◆ DATASET EXTRACT ◆
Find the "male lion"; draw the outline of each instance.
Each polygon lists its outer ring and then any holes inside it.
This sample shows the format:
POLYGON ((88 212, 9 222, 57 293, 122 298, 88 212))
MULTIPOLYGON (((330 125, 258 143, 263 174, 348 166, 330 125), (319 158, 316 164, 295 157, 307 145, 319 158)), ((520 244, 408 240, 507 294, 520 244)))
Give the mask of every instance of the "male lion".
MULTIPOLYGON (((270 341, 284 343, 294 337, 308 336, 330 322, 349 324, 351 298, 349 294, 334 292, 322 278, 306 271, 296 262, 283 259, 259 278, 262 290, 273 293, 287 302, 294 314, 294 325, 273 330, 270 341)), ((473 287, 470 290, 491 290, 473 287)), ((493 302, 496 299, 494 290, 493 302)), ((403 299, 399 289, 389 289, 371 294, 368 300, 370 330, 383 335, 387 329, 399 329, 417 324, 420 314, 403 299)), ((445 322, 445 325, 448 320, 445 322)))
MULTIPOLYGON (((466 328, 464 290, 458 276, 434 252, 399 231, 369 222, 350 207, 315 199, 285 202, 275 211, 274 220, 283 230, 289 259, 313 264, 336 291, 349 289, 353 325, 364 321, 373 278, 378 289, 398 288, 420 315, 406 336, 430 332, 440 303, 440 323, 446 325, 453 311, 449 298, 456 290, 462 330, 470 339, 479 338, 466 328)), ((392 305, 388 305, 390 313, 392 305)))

◆ TASK DESCRIPTION ◆
Word for word, retype all of the material.

◆ SOLUTION TO THIS TASK ◆
Find the "male lion"; draw the outline of each instance.
Each polygon lists its outer ring and then any holes inside it.
This sample shows the format:
POLYGON ((88 212, 9 222, 57 293, 122 298, 88 212))
MULTIPOLYGON (((330 125, 258 143, 263 174, 348 166, 330 125), (319 158, 316 164, 295 157, 307 145, 319 158)), ((520 244, 408 240, 507 294, 520 244)))
Give the mask of every instance of the "male lion".
MULTIPOLYGON (((270 341, 284 343, 294 337, 308 336, 330 322, 349 324, 351 298, 349 294, 334 292, 322 278, 306 271, 296 262, 283 259, 259 278, 262 290, 273 293, 287 302, 294 314, 294 325, 273 330, 270 341)), ((473 287, 470 290, 491 290, 473 287)), ((493 302, 496 299, 494 290, 493 302)), ((403 299, 399 289, 389 289, 371 294, 368 300, 370 330, 383 335, 387 329, 399 329, 417 324, 420 314, 403 299)), ((445 322, 445 325, 448 320, 445 322)))
MULTIPOLYGON (((466 328, 464 290, 458 276, 434 252, 399 231, 369 222, 350 207, 315 199, 285 202, 275 211, 274 220, 283 230, 289 259, 313 264, 336 291, 349 289, 353 325, 364 321, 373 278, 378 289, 398 288, 420 315, 406 336, 430 332, 440 303, 440 323, 446 325, 453 311, 449 298, 456 290, 462 330, 470 339, 479 338, 466 328)), ((392 305, 388 305, 390 313, 392 305)))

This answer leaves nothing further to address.